→ Excerpted text:
►

The dining programme runs out of Rangá Restaurant under Head Chef Pétur Jóni, with modern Nordic cuisine on locally-sourced ingredients, the dining room facing the river and the Eyjafjallajökull volcano. The seasonal menus rotate substantially: a Wild Game Menu through October and November, the traditional Christmas Buffet across late November and early December, a Cave Dinner at the Caves of Hella by advance booking, and a daily à la carte programme through the rest of the year. The Rangá Bar carries one of the most extensive whisky collections in Iceland and operates 24 hours through the aurora season.
The Rangá Observatory is the property's defining institutional anchor. Opened in 2014, situated a hundred and fifty metres north of the main building to minimise light pollution from the hotel itself, the observatory carries a roll-off roof and two professional-grade telescopes: a 14-inch Celestron Edge HD Schmidt-Cassegrain reflector and a TEC 160ED APO refractor on an Astrophysics 900 mount. Local astronomer Sævar Helgi Bragason — a published science communicator and one of Iceland's principal astronomy public figures — runs the guided night-sky programme through the September-to-April clear-sky season, on the evenings when the roll-off roof can safely open. The observatory accommodates groups of up to thirty, and reads as the closest amateur-accessible astronomy infrastructure on the island. The aurora-viewing programme built up around it — the Aurora Wake-Up Call service, the external-lights-off protocol, the handmade outdoor benches with blankets, the three geothermal hot tubs running 24 hours for aurora-soaking — reflects two decades of refining the same operational question: how to make sure no guest misses the northern lights overhead.

◄

Continue the passage about the Rangá restaurant and observatory, picking up after its final sentence. The records that come next are separate material and have no connection to the passage.

→ Raw data:

►

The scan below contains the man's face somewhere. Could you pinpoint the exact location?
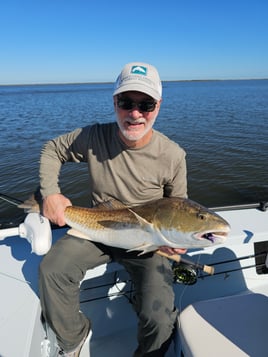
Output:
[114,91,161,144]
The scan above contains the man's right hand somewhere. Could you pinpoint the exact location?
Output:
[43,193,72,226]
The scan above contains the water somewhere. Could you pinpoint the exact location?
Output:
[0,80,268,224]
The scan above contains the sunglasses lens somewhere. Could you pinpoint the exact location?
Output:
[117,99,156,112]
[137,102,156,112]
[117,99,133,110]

◄
►

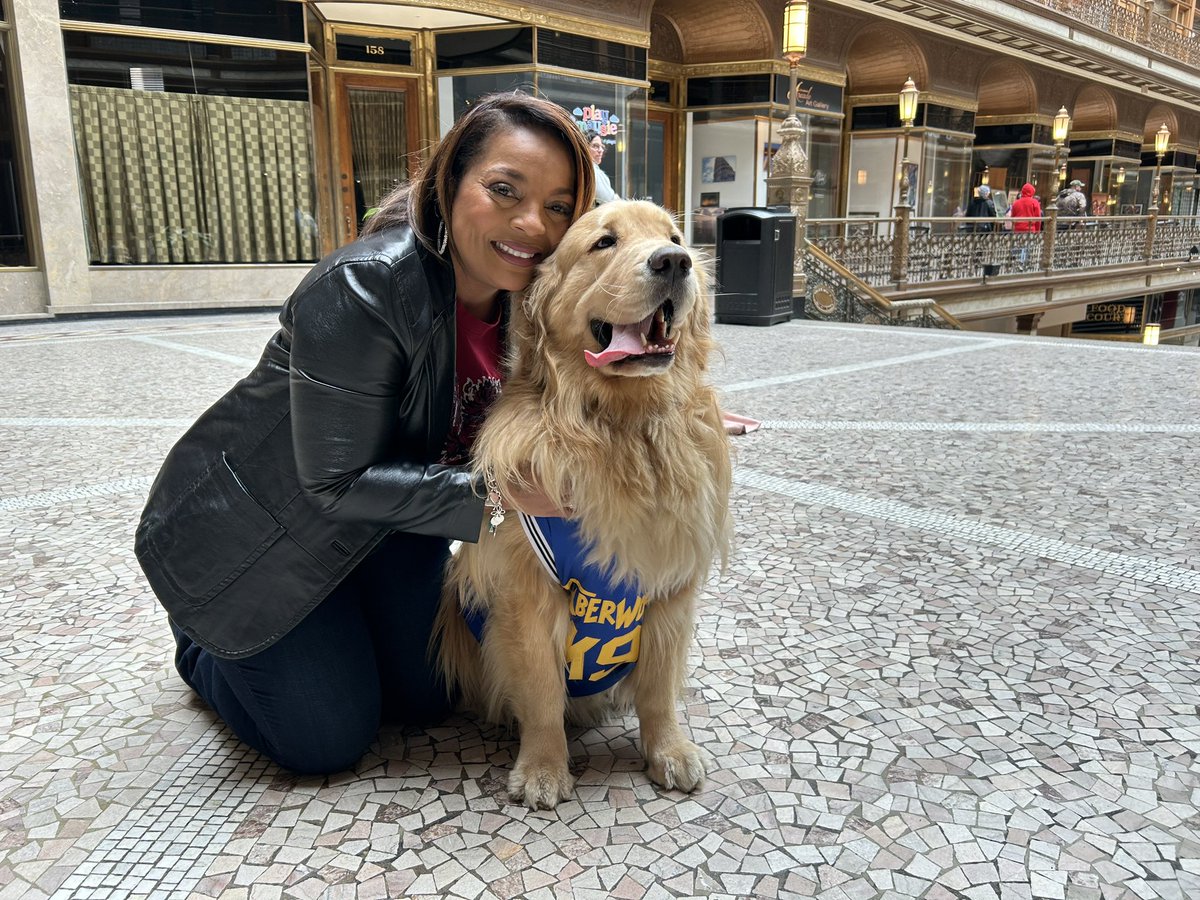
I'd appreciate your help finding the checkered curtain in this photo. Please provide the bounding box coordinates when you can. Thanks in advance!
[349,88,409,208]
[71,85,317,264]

◄

→ Exercise answer:
In 2025 the property received One Michelin Key — "a very special stay" — joining a small group of Nordic country lodges and the Retreat at Blue Lagoon as the only Icelandic hotels to carry the recognition. The Michelin Key sits alongside the Condé Nast Traveler Reader's Choice Awards' consistent placement of Hotel Rangá in the Top 10 hotels in Europe, and the Travel + Leisure World's Best Awards' Number One ranking for Best Resort Hotel in Iceland. The accumulated recognition runs across two decades of operations and reflects the editorial line Friðrik Pálsson set from opening: a country lodge that does not pretend to be anything other than what it is — a wilderness retreat with substantive hospitality and uncommon astronomy — and that sits in the South Icelandic countryside, at the same elevated tier as the Reykjavik and Blue Lagoon properties competing for the international luxury circuit, on its own deliberate terms.